Passage shown:
[Start of section]

In electrosurgical procedures, the tissue is heated by an electric current. Although electrical devices that create a heated probe may be used for the cauterization of tissue in some applications, electrosurgery is usually used to refer to a quite different method than electrocautery. Electrocautery uses heat conduction from a probe heated to a glowing temperature by a direct current (much in the manner of a soldering iron). This may be accomplished by direct current from dry-cells in a penlight-type device.
Electrosurgery, by contrast, uses radio frequency (RF) alternating current to heat the tissue by RF induced intracellular oscillation of ionized molecules that result in an elevation of intracellular temperature. When the intracellular temperature reaches 60 degrees C, instantaneous cell death occurs. If tissue is heated to 60-99 degrees C, the simultaneous processes of tissue desiccation (dehydration) and protein coagulation occur. If the intracellular temperature rapidly reaches 100 degrees C, the intracellular contents undergo a liquid to gas conversion, massive volumetric expansion, and resulting explosive vaporization.

[End of section]

Parts of the exercise:
1) Answer these questions from the passage on electrosurgery:
(a) What kind of current heats the probe in electrocautery?
(b) At what intracellular temperature does instantaneous cell death occur?
(c) What happens to the intracellular contents when the intracellular temperature rapidly reaches 100 degrees C?
2) Carry on the passage on electrosurgery, starting after its last sentence.

(Stored dataset items)
[Start of section]

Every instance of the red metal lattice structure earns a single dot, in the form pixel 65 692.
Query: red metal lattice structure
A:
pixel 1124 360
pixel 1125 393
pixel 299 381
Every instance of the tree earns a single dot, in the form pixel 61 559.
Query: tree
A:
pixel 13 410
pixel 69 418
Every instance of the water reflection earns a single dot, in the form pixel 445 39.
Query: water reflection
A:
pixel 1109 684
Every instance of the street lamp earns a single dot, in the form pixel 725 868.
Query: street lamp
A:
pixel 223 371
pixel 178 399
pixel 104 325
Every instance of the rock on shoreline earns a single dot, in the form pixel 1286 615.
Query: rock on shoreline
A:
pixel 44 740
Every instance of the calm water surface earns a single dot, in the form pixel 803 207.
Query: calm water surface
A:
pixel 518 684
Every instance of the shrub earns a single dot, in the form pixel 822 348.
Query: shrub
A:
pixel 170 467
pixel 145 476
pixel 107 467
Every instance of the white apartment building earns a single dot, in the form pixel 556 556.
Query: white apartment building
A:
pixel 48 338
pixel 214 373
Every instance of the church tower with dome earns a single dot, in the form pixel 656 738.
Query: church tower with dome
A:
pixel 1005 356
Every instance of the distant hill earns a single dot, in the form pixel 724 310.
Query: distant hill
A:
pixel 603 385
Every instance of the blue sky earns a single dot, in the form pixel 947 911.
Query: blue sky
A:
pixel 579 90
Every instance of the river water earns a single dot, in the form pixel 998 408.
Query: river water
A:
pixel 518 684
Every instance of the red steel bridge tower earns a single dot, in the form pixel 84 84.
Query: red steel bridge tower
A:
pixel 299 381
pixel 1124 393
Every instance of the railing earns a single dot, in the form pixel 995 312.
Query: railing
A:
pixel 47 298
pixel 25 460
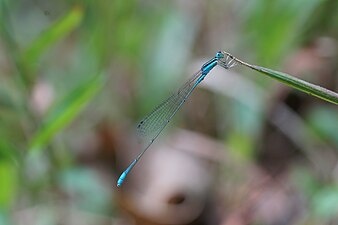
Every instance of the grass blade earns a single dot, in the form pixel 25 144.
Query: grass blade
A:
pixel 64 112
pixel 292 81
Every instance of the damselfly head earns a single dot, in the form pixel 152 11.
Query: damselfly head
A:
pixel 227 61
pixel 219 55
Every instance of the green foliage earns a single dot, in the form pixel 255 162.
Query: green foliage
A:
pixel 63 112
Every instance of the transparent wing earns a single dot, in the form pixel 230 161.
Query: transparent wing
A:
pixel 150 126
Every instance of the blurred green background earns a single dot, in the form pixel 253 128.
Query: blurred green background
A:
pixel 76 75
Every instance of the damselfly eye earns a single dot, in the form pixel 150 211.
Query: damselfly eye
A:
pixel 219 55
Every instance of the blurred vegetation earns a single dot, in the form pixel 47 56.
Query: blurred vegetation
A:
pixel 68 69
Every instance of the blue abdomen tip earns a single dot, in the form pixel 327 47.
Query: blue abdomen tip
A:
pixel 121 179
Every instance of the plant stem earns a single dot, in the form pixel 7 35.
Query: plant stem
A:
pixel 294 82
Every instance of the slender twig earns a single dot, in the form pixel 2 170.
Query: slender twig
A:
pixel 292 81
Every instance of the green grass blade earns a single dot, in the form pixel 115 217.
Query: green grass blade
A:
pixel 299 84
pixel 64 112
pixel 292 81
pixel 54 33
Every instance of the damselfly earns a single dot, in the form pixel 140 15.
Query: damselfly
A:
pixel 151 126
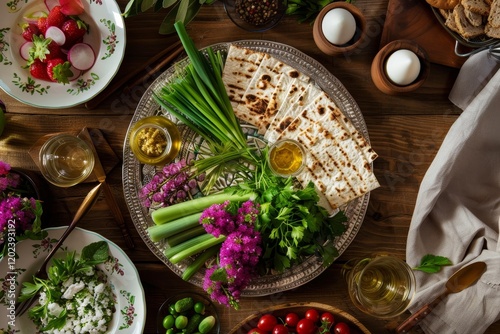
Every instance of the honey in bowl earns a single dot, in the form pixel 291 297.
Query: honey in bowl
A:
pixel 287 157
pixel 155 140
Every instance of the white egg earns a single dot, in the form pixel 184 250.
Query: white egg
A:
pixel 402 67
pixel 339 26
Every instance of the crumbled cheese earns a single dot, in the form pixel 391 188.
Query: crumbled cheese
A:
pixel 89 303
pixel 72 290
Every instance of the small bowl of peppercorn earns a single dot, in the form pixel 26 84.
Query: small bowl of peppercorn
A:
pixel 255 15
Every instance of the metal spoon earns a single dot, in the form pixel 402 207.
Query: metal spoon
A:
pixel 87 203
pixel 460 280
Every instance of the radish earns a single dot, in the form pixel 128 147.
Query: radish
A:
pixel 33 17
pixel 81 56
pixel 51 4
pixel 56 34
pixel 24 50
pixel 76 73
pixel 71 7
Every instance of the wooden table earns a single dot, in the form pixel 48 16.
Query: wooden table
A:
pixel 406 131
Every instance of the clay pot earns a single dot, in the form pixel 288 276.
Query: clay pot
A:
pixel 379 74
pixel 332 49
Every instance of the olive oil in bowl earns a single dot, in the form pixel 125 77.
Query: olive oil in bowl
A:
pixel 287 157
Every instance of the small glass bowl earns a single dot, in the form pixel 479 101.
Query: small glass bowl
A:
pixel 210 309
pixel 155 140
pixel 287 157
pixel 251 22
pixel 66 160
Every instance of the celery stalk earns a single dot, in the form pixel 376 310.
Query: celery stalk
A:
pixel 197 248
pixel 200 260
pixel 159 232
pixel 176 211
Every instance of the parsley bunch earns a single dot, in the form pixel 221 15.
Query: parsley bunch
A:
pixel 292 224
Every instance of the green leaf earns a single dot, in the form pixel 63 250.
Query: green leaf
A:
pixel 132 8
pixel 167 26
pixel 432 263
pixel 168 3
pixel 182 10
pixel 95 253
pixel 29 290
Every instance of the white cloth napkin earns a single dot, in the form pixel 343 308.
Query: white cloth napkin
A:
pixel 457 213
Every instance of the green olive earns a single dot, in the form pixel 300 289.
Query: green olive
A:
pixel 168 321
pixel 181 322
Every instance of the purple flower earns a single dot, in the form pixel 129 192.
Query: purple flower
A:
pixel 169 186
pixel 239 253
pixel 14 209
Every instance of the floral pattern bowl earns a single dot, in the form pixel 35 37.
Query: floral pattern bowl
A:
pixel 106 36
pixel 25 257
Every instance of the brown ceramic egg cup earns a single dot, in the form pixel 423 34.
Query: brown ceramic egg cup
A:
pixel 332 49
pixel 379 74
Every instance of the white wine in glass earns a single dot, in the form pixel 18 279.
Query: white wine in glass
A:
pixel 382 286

[End of section]

Response list:
1)
(a) Direct current, which may come from dry-cells in a penlight-type device.
(b) 60 degrees C.
(c) They undergo a liquid to gas conversion and massive volumetric expansion, resulting in explosive vaporization.

2)
Appropriately applied with electrosurgical forceps, desiccation and coagulation result in the occlusion of blood vessels and halting of bleeding. While the process is technically a process of electrocoagulation, the term “electrocautery” is sometimes loosely, non technically and incorrectly used to describe it. The process of vaporization can be used to ablate tissue targets, or, by linear extension, used to transect or cut tissue. While the processes of vaporization/ cutting and desiccation/coagulation are best accomplished with relatively low voltage, continuous or near continuous waveforms, the process of fulguration is performed with relatively high voltage modulated waveforms. Fulguration is a superficial type of coagulation, typically created by arcing modulated high voltage current to tissue that is rapidly desiccated and coagulated. The continued application of current to this highly impedant tissue results in resistive heating and the achievement of very high temperatures – enough to cause breakdown of the organic molecules to sugars and even carbon, thus the dark textures from carbonization of tissue.